(Items from a data source)
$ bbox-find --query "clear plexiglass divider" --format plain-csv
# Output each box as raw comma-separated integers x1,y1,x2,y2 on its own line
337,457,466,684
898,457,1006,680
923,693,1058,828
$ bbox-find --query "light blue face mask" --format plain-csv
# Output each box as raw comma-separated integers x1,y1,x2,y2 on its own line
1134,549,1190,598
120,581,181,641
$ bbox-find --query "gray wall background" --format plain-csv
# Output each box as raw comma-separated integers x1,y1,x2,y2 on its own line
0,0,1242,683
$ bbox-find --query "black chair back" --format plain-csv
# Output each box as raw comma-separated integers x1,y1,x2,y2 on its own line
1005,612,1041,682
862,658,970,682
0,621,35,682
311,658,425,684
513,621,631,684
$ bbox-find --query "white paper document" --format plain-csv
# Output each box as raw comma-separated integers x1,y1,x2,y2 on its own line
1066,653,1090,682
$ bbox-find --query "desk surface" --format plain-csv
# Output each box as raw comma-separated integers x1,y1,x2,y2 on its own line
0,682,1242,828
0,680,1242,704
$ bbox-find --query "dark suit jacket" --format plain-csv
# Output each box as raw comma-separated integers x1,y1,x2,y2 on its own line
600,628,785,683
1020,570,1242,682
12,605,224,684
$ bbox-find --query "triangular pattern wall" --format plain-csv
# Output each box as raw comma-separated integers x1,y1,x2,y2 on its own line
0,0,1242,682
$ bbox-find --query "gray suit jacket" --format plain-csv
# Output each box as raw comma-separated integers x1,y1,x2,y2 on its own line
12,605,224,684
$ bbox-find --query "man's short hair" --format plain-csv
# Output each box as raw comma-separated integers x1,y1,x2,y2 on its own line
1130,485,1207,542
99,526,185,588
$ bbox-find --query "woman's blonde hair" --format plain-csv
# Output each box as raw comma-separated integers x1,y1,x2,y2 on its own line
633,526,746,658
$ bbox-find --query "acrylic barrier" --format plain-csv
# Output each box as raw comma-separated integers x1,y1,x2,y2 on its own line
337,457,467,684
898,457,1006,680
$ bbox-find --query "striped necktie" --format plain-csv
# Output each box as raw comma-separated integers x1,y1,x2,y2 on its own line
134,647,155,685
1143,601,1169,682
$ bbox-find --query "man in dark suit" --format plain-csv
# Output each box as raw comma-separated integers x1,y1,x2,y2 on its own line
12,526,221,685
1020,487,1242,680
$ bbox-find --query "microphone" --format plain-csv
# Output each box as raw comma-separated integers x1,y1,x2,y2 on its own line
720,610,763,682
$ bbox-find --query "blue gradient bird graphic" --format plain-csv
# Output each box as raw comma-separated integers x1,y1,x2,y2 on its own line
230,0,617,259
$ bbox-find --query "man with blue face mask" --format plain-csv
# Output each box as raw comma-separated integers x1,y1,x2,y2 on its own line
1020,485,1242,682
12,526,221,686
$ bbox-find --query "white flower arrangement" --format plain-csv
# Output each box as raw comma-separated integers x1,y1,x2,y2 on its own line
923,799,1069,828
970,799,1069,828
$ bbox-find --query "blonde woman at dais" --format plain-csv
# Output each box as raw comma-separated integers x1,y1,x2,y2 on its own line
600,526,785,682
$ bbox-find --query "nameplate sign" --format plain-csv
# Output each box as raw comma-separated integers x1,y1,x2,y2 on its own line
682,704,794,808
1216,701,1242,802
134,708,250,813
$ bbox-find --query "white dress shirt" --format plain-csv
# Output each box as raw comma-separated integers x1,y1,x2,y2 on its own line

- **Requirements**
Reproduce every item above verbatim, line by line, with no changes.

- **Correct response**
$ bbox-find --query "clear plexiglass divider" --format plain-csv
# Output each box as raw comma-separated integers x1,y1,x2,y2 on its own line
337,457,466,684
898,457,1006,680
923,693,1058,828
$ bbox-find --query "light blue face mask" --format plain-csv
# Output each box as raw comma-separated integers x1,y1,x2,y2 on its own line
1134,549,1190,598
120,581,181,641
$ bbox-find --query "gray wall background" --format plain-csv
# Output each box as raw comma-separated integers x1,y1,x2,y2 on its own line
0,0,1242,683
$ bbox-find --query "black chair back" --format plain-csv
# Output each box as raw comma-separated integers x1,y1,x2,y2 on its own line
1005,612,1041,682
862,658,970,682
0,621,35,682
311,658,425,684
513,621,631,684
$ bbox-find --query "white paper document" --format plain-csv
# Output each box as raw comma-separated integers x1,y1,x2,y2 on its own line
1066,653,1090,682
$ bbox-find --query "desk surface" --format plain-csv
# Output each box as raw comma-separated integers x1,y1,x2,y2 on its own line
0,682,1242,828
0,680,1242,704
$ bbox-find --query "dark suit jacket" --format plain-csv
# Output each box as raw comma-separated integers x1,y1,x2,y2 on its own line
600,628,785,683
1020,570,1242,682
12,605,224,684
$ bbox-find --query "triangular pattern wall" --format plain-csv
# Output each box as raw comma-separated integers x1,y1,x2,y2 on its own line
0,0,1242,682
$ bbox-find --query "gray suit jacket" --format plain-csv
# Output each box as raw comma-separated integers x1,y1,x2,y2 on its own line
12,605,224,684
$ bbox-find --query "man's short hair" --format plain-csv
# Output each box as raw comma-separated integers x1,y1,x2,y2 on its own line
1130,485,1207,542
99,526,185,588
$ bbox-find --query "woman's blonde hair" --format plain-csv
# Output each box as raw comma-separated integers x1,y1,x2,y2 on its own line
633,526,746,658
$ bbox-find --query "acrylic barrier" --format plain-csv
# Output each box as raw comma-separated integers x1,y1,x2,y2 on its own line
337,457,467,684
898,457,1006,680
$ bbox-find --query "striped necktie" --format plain-csv
# Output each box as raw comma-separated integers x1,y1,x2,y2 on its own line
134,647,155,685
1143,601,1169,682
$ bbox-find --query "man in dark suit" --format plain-csv
# Output each box as raw comma-separated integers x1,y1,x2,y2 on its own line
12,526,221,685
1020,487,1242,680
$ bbox-find --query "microphone" --format plain-csv
# Output each box as raw comma-separated integers x1,y1,x2,y2 on its own line
720,610,763,682
$ bbox-find --query "blue gradient bird graphic" --format plain-csv
# Output each box as raw comma-separated integers x1,y1,x2,y2 on its own line
230,0,617,259
$ bbox-find --query "man with blue face mask" --format plain-csv
# Output each box as raw comma-separated integers x1,y1,x2,y2 on its own line
1020,485,1242,682
12,526,221,686
$ bbox-find --query "white flower arrangement" --format plain-csv
# Output each box as raw comma-separated integers x1,y1,x2,y2 on its own line
923,799,1069,828
970,799,1069,828
$ bbox-find --query "blonde woman at dais" --format plain-csv
# Output each box as raw comma-separated integers x1,y1,x2,y2 on its own line
600,526,785,682
$ bbox-find --query "nameplate sign" --format plain-csv
# Output each box as raw comma-separated integers x1,y1,x2,y2 on its own line
682,704,794,808
1216,701,1242,802
134,708,250,813
$ bbox-find --query "white dress shirt" --format plain-csv
# Output each box as raw comma-separated integers x1,y1,x2,y2 on its own line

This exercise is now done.